**Prompt**
Multiply each answer-point coordinate by 0.6, rounding to whole numbers with halves going up, and write out the stretch of items from the line containing "task | place a point on the rocky" through the line containing "x=265, y=215", requests included. Leave the requests and their sample coordinates as they are.

**Material for this exercise**
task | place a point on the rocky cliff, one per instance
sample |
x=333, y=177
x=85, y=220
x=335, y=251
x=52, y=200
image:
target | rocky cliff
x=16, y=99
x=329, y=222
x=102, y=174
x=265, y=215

* * *

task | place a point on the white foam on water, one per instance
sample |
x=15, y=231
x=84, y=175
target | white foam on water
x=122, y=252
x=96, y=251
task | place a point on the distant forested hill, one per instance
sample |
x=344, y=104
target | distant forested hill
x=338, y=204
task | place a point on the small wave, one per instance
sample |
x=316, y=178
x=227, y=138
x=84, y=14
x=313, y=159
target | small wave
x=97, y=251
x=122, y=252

**Solution below**
task | place a point on the rocky cliff, one per instance
sample |
x=333, y=177
x=85, y=220
x=335, y=251
x=52, y=200
image:
target | rocky cliff
x=10, y=59
x=197, y=133
x=61, y=104
x=159, y=129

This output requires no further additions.